--- TASK DETAILS ---
The result must match the data exactly, line for line.

(Data excerpts)
- - -

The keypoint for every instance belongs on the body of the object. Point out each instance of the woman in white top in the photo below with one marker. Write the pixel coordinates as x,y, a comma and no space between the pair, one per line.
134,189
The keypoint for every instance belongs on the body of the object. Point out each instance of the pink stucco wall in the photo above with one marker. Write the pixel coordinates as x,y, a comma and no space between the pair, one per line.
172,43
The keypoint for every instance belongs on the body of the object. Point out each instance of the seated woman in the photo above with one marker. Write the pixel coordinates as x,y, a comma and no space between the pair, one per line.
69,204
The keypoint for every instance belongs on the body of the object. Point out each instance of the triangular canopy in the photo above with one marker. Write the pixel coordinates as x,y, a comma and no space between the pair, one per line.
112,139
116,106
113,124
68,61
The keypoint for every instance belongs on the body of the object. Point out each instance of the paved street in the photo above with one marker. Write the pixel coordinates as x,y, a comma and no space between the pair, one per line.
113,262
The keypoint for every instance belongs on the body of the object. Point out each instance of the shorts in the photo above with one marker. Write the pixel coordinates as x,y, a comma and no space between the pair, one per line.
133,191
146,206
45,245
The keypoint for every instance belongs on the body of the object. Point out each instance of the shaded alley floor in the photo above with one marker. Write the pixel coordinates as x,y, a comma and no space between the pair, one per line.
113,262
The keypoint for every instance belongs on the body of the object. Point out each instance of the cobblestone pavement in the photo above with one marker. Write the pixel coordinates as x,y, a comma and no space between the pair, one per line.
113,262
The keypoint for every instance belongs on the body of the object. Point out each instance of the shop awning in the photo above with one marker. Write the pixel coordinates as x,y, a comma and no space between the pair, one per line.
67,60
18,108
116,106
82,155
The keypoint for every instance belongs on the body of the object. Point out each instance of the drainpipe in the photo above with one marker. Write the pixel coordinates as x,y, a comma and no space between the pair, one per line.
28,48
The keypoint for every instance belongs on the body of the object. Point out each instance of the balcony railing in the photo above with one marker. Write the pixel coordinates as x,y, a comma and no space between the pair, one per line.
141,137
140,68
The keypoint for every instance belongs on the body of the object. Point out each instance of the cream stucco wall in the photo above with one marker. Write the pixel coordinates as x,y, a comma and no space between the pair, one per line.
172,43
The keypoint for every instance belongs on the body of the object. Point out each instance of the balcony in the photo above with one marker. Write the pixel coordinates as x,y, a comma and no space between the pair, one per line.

- - -

--- RESPONSE BOX ---
The keypoint for every instance belongs on the body of the object. Point out each instance of the woman in white top in the photo below with one marker. Write the pixel coordinates as x,y, a comma and no space between the pair, one per line.
134,189
The keypoint for every instance belongs on the body of the object. Point out each instance of the pink stucco wall in the photo above with one marker. Write the pixel coordinates as x,y, a comma and no space between the pair, one per line.
172,43
The keypoint for every instance belongs on the body of the object. Point out each instance of the seated woman in the photo above with one marker. Write the pixel coordinates as x,y, a comma and no space between the pair, one per line.
69,204
The keypoint for every instance belongs on the body of the object. Point out each instance of the triangular canopy in the photo above with one marker. Write the pixel coordinates as x,y, a comma and no space between the pair, one per line.
112,139
116,106
113,124
68,61
The keypoint for every instance belongs on the body of the object. Point out each instance of the paved street in the photo above with one marker. Write the pixel coordinates as x,y, a comma and no space between the pair, one per line.
113,262
The keypoint for every instance belongs on the body of the object. Point out each instance of the shorts in the photo above with one marker. Write the pixel coordinates as x,y, a comma and no space between the pair, one per line.
133,191
146,206
45,245
The keypoint for every instance belongs on the body of the object. Point out each instance of the shaded alley floor in the photo above with one marker. Write the pixel coordinates as x,y, a comma and no space between the pair, one per line.
113,262
The keypoint for every instance belongs on the body of the object. Point out each instance of the cobblestone pavement in the photo above with one marker. Write the pixel coordinates as x,y, a comma and no space between the pair, one per line.
113,262
The keypoint for every instance belongs on the body of the object. Point out each instance of the shop awning in the photo above with one marker. Write the pixel coordinates as x,y, a comma and no space between the pair, one per line.
67,60
18,108
116,106
82,155
The keypoint for every instance belongs on the body of the object. Point out each instance of the drainpipe in the photo above with one marker. Write the pixel coordinates as x,y, a comma and no space between the pair, one per line.
28,48
The keypoint for every instance belongs on the body of the object. Point out each instance of the balcony railing in the photo above with one marker. Write the pixel coordinates as x,y, a comma and no space between the pair, one per line.
141,137
140,68
The keypoint for every instance belongs on the body of the object. Point out each instance of the cream stucco wall in the photo above with one marker. Write the pixel coordinates as x,y, a comma and no space between the pair, one per line.
172,43
The keypoint for every instance belongs on the body of the object. Point out each instance of the balcony in the photo above with one marker. Write the pixel coordinates as x,y, a comma and no space between the pair, one per line.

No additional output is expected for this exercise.